Available data

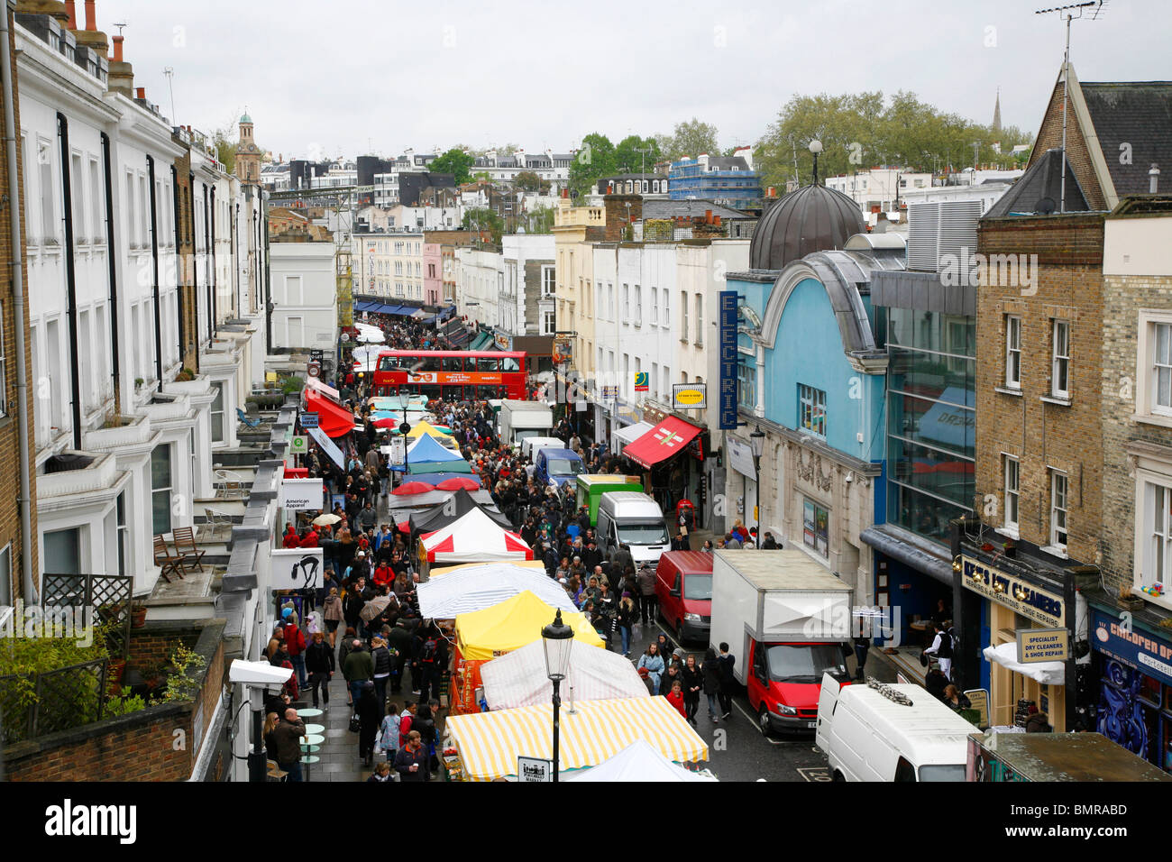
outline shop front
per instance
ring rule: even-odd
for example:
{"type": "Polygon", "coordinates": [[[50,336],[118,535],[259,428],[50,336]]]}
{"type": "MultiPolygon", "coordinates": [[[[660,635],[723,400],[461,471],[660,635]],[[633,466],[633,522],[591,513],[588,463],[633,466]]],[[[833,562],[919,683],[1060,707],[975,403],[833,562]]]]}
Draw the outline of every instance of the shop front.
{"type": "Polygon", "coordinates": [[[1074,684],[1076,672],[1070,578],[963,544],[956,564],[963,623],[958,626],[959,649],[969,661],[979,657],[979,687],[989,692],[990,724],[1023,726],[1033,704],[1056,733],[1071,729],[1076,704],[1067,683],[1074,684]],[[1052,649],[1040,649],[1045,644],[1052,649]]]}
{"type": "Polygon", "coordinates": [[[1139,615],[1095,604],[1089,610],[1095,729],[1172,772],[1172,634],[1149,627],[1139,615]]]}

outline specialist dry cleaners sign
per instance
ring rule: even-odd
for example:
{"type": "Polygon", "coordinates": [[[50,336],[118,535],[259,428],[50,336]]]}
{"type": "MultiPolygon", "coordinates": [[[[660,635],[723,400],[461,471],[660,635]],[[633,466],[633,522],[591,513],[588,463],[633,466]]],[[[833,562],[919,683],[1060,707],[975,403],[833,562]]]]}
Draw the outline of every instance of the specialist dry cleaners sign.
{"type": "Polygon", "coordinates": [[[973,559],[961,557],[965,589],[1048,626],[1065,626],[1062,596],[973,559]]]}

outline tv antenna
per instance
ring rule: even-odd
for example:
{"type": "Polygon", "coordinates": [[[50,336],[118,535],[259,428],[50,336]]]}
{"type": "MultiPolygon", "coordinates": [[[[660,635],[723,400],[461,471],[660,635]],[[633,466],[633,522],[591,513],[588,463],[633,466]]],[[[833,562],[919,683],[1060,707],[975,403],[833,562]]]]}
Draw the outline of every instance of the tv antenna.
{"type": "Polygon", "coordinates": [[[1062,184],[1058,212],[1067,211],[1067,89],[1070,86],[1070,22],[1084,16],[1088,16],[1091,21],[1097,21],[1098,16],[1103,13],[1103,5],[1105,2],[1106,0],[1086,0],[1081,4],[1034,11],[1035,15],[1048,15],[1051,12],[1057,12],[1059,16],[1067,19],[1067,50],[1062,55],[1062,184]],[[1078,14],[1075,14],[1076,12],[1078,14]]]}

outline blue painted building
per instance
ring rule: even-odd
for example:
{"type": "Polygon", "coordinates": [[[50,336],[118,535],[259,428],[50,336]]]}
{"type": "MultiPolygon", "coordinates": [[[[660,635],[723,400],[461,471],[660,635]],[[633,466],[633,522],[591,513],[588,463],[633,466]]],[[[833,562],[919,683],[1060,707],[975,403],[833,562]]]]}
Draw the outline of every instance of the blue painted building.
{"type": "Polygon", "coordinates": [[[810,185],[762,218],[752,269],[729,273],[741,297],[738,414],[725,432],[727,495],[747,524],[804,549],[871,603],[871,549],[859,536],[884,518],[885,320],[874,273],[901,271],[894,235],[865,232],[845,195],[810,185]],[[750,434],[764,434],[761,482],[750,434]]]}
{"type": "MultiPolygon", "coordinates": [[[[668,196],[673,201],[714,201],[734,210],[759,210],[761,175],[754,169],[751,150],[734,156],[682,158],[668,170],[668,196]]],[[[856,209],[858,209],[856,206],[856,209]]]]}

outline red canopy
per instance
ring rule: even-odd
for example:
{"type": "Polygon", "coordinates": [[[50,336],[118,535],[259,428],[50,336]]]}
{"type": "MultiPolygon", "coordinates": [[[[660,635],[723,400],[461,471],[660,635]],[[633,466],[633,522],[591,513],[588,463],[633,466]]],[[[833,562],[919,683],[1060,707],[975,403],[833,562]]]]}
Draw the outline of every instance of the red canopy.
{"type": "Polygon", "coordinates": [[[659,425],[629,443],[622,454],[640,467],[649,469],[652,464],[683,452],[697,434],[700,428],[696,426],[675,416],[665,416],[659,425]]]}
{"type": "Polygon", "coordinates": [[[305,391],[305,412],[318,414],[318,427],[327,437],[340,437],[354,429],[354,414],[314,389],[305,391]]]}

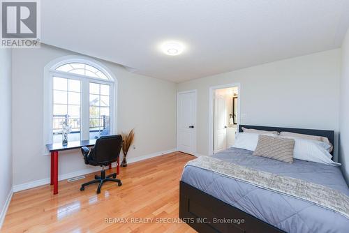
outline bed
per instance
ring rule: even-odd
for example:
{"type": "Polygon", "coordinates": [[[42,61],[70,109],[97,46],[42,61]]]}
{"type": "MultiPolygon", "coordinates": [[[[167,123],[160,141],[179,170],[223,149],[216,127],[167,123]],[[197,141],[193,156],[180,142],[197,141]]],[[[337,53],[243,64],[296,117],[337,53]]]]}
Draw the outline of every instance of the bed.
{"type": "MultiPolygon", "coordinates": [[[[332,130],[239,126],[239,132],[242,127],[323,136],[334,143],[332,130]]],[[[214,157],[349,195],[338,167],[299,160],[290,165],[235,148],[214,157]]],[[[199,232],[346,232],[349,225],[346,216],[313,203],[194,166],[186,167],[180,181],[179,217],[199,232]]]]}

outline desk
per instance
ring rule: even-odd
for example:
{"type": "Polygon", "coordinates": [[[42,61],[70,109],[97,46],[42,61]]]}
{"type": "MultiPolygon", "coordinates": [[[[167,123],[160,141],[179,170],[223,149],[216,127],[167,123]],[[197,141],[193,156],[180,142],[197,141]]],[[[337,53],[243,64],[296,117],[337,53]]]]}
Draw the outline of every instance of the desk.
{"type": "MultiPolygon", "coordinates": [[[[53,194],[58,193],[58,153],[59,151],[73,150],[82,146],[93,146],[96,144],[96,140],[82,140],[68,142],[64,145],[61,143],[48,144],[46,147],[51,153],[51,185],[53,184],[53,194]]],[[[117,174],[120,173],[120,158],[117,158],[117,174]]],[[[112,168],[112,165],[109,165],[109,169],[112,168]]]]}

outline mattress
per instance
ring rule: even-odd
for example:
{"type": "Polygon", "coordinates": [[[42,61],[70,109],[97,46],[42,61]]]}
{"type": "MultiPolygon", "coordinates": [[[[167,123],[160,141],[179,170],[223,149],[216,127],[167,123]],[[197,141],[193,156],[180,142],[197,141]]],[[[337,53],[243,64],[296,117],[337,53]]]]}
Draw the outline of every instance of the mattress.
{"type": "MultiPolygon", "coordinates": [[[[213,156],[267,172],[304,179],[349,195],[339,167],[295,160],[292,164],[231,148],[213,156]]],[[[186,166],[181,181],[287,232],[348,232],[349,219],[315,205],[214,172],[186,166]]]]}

---

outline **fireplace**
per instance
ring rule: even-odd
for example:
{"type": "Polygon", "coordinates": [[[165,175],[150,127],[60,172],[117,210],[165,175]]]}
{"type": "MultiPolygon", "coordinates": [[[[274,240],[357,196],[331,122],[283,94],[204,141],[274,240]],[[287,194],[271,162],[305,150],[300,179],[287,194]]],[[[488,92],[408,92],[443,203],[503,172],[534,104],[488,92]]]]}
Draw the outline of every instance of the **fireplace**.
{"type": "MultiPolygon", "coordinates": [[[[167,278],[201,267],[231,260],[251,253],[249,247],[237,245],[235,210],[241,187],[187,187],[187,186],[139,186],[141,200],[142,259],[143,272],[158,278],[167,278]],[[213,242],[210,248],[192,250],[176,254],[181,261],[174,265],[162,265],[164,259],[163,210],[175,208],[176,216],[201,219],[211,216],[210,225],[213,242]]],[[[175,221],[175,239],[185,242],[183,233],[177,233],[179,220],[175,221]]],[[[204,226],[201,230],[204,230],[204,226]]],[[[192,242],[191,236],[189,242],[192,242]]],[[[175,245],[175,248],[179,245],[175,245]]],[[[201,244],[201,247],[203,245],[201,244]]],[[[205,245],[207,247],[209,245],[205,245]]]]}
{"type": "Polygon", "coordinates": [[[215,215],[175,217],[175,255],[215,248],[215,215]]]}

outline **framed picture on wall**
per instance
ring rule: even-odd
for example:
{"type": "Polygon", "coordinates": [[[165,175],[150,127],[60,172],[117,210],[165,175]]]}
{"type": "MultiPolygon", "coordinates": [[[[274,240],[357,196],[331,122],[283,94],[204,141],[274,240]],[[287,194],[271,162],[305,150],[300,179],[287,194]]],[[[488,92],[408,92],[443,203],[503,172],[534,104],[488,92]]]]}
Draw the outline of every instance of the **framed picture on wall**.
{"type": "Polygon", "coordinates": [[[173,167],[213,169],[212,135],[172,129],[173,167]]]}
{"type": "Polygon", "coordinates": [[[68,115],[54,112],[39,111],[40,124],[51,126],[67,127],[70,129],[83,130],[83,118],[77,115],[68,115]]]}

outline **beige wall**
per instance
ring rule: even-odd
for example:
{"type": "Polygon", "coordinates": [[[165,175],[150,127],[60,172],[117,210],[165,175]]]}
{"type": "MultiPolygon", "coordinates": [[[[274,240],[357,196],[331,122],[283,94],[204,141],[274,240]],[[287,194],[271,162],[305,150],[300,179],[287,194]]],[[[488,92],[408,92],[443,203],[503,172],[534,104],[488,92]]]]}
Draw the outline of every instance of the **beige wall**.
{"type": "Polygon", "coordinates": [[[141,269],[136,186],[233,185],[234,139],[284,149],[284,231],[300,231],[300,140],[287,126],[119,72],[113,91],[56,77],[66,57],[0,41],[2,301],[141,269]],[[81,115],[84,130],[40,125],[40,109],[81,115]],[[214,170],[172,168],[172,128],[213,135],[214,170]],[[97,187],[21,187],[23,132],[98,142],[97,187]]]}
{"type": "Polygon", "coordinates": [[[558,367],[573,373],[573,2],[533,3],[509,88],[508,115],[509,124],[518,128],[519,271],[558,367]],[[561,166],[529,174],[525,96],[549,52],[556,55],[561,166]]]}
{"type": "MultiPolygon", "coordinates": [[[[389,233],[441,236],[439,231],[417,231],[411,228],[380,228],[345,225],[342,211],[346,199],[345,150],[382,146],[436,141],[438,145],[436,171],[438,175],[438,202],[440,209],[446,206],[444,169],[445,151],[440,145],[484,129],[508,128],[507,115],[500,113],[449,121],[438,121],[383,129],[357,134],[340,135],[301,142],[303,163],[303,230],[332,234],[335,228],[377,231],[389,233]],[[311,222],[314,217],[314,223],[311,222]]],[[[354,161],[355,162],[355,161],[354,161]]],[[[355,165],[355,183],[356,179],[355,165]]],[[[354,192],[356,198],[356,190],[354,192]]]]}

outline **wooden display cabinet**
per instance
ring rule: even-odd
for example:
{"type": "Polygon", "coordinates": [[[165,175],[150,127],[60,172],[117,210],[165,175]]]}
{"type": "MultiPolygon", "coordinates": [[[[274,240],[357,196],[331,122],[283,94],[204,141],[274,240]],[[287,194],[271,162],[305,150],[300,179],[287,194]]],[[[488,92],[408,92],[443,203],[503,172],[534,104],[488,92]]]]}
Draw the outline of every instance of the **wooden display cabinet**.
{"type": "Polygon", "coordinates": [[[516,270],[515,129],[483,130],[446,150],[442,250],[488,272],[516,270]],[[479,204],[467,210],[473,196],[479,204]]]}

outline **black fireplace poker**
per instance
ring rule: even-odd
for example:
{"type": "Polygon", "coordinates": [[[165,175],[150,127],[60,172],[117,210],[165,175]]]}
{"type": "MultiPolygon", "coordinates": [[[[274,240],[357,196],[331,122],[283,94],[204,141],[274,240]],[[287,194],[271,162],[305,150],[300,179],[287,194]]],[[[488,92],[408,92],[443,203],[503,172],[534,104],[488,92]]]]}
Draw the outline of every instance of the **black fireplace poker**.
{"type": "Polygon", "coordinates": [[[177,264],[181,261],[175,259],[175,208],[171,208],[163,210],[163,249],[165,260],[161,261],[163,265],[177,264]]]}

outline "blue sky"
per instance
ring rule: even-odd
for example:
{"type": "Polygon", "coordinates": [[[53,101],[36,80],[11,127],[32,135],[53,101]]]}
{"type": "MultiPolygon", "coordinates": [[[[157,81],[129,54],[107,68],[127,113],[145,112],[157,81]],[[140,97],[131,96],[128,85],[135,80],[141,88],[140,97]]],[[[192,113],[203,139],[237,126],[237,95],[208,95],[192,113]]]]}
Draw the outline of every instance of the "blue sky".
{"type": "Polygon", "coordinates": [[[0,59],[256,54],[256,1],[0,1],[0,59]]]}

What you need to do
Gather every line in the records above that contains the word "painted", and copy each one out in full.

Result of this task
outline blue painted building
Draw the outline of every instance of the blue painted building.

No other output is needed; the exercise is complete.